• [Aufgaben]
[A] Wie viele afrikanische Staaten gehören laut dem Text über die französische Afrikapolitik heute noch den zwei Währungsverbünden an?
[B] Schreiben Sie aus dem Text über die französische Afrikapolitik den Abschnitt ab, der mit den Worten „In den vergangenen“ beginnt und mit „ist allerdings nicht.“ endet.
[C] Schreiben Sie den Text über die französische Afrikapolitik im Anschluss an seinen letzten Satz weiter.

• [Vorliegender Text]
------

In den vergangenen Jahren haben mehrere französische Präsidentschaftskandidaten und Präsidenten versprochen, die Afrikapolitik zu verändern: Weg vom Hegemonial-Verhalten hin zu einem Verhältnis auf Augenhöhe. Umgekehrt plädieren Afrikas Mächtige gerne für mehr Eigenständigkeit gegenüber der Ex-Kolonialmacht. Viel passiert ist allerdings nicht.

Von Jens Borchers |
    Kakaofarm in der Nähe des Nationalparks Tai in der Elfenbeinküste
    Uran aus Niger und Gabun, Kakao von der Elfenbeinküste - es gibt immer noch viele Verbindungen zwischen Paris un den ehemaligen Kolonien. (imago/epd)
    Tiken Jah Fakoly ist einer der einflussreichsten Musiker Westafrikas. Und er hat eine klare Meinung zur Rolle Frankreichs auf dem Kontinent: Frankreich reiße Witze über Afrika, singt Tiken Jah sinngemäß. Und Frankreich töte Afrikaner, stehle die Rohstoffe und liefere Waffen, damit die Bürgerkriege nicht aufhören.
    Frankreichs offizielle Position zu seiner Afrikapolitik klingt in den Worten von Präsident François Hollande so:
    "Frankreich interveniert nicht in Afrika, um eigene Interessen zu verfolgen. Auch nicht, um die politischen Regeln oder einzelne Regierungen zu verändern. Frankreich unterstützt Afrika, weil wir glauben, dass es großes Potenzial hat."
    Frankreich hat nie die eigenen Interessen aus den Augen verloren
    Frankreich ist vor allem in seinen ehemaligen afrikanischen Kolonien präsent. Die "Grande Nation" hat beim oft schmerzhaften Prozess der Entkolonialisierung in den 60er- und 70er-Jahren nie die eigenen Interessen aus dem Auge verloren: Französisch blieb als Sprache Pflicht. Und auch heute noch existieren zwei Währungsverbünde mit insgesamt 15 afrikanischen Staaten. Deren Reserven liegen bei der französischen Zentralbank. Wem die gemeinsame Währung des Franc-CFA mehr Vorteile bietet – Frankreich oder den afrikanischen Staaten – ist ziemlich umstritten.

------

• [Bereitgestellte Daten]
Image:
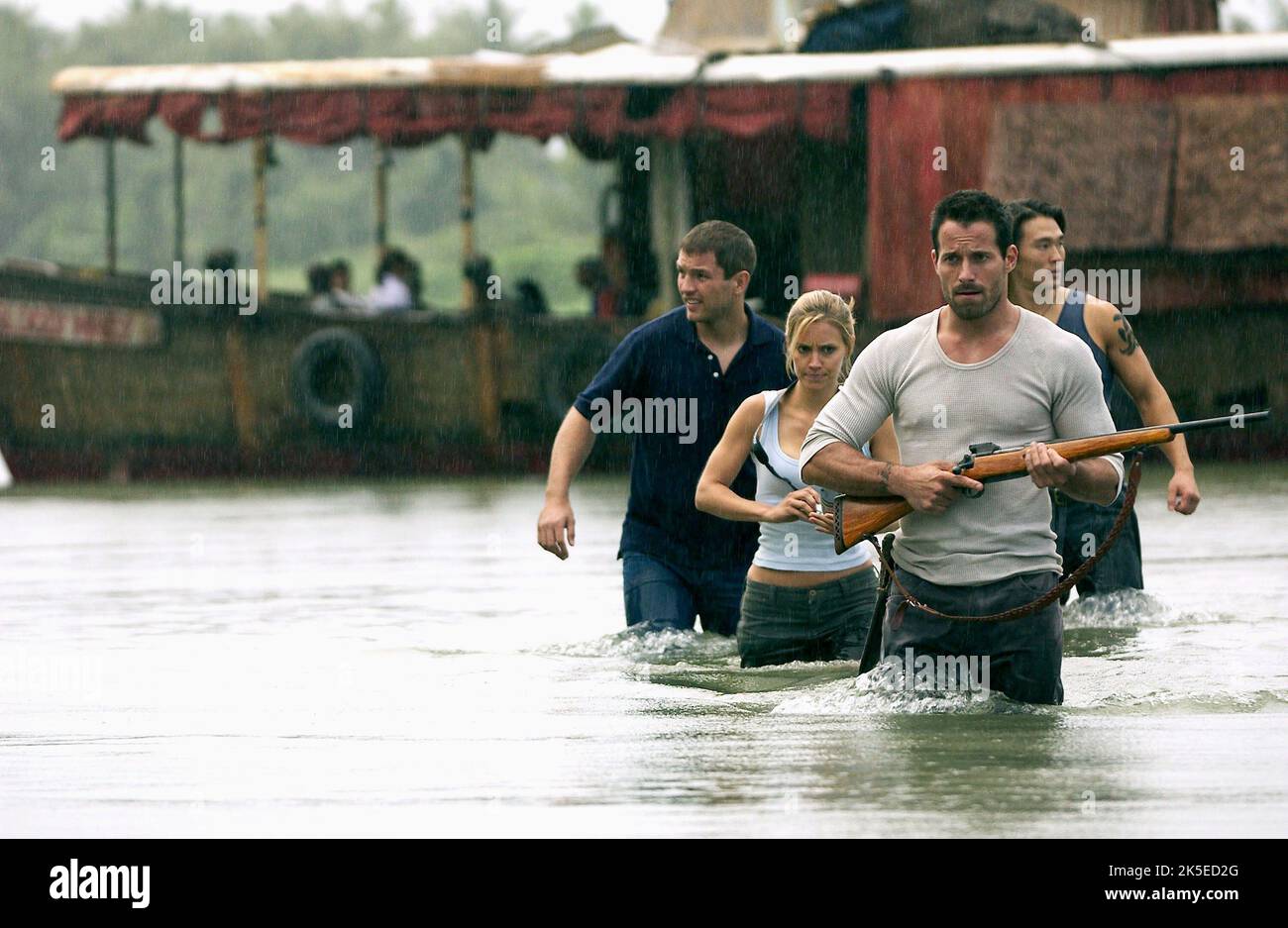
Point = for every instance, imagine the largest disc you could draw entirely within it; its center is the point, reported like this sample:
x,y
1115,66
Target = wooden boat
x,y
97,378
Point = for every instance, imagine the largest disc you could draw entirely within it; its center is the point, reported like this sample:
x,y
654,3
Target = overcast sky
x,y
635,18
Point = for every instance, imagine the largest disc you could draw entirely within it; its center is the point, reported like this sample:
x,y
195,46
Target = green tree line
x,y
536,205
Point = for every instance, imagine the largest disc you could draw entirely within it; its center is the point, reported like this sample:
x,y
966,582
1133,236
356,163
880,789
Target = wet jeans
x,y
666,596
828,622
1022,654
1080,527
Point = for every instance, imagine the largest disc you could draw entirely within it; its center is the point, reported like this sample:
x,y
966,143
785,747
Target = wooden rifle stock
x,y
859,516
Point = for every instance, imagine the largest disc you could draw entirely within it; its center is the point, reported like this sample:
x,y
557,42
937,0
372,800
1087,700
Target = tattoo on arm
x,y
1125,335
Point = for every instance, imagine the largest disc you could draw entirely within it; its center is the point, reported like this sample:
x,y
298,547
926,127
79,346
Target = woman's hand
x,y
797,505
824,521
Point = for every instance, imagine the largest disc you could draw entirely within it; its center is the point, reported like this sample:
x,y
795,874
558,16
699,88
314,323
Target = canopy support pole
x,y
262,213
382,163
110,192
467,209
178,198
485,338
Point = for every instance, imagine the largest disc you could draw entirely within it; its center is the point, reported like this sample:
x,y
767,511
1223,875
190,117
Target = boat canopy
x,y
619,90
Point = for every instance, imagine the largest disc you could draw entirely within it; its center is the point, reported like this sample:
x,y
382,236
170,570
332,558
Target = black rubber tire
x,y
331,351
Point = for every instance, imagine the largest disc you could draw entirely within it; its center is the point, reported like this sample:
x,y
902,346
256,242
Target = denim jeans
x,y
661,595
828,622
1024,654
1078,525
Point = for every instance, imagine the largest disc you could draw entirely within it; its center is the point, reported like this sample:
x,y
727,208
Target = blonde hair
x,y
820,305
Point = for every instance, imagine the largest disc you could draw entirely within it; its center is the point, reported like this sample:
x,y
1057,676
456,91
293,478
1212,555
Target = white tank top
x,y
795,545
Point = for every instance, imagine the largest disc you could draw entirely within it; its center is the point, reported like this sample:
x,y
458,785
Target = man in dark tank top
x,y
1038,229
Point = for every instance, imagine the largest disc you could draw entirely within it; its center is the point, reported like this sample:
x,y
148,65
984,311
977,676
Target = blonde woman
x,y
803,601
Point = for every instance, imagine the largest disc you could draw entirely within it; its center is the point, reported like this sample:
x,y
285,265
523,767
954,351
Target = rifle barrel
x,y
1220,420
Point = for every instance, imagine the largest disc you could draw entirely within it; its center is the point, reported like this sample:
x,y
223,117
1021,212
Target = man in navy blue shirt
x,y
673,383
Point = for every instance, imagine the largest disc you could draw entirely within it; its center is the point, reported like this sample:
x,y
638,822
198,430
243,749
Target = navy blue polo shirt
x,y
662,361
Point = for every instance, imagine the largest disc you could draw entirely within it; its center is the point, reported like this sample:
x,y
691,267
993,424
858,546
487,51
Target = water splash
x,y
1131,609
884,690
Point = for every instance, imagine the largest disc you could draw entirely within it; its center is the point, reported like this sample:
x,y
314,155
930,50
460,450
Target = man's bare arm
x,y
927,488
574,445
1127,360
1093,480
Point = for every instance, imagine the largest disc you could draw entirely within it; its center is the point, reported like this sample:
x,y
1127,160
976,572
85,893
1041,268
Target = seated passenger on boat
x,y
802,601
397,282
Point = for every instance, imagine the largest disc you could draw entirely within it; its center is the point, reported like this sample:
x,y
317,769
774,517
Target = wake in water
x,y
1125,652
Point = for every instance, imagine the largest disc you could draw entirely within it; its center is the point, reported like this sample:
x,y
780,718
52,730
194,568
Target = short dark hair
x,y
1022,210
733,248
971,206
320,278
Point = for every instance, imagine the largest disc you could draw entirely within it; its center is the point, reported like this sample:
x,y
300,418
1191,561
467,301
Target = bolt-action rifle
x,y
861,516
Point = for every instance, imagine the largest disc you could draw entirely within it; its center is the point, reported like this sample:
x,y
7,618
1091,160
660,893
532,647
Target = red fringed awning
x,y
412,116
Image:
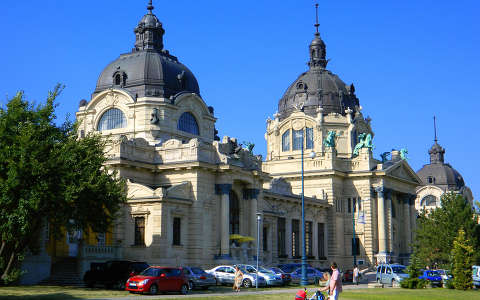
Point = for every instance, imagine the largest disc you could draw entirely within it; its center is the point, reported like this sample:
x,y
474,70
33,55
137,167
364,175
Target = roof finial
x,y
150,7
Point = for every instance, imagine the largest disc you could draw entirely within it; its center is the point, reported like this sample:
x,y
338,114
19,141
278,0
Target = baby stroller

------

• [Lösungen]
[A] Insgesamt 15 afrikanische Staaten.

[B]
In den vergangenen Jahren haben mehrere französische Präsidentschaftskandidaten und Präsidenten versprochen, die Afrikapolitik zu verändern: Weg vom Hegemonial-Verhalten hin zu einem Verhältnis auf Augenhöhe. Umgekehrt plädieren Afrikas Mächtige gerne für mehr Eigenständigkeit gegenüber der Ex-Kolonialmacht. Viel passiert ist allerdings nicht.

[C]
    Und Frankreichs Konzerne sind massiv präsent in den Ex-Kolonien: die Baufirma Bolloré, der Erdöl-Riese Total oder der Telekomm-Konzern Orange. Stefan Brüning, der sich bei der Deutschen Gesellschaft für Auswärtige Politik mit der französischen Afrika-Politik befasst, sagt dennoch über den Einfluss der Franzosen:
    "Ich glaube, er ist tendenziell eher zurückgegangen. Aber es gibt nach wie vor ausgeprägte, klientelistisch organisierte Verbindungen zwischen Paris und den ehemaligen Kolonien."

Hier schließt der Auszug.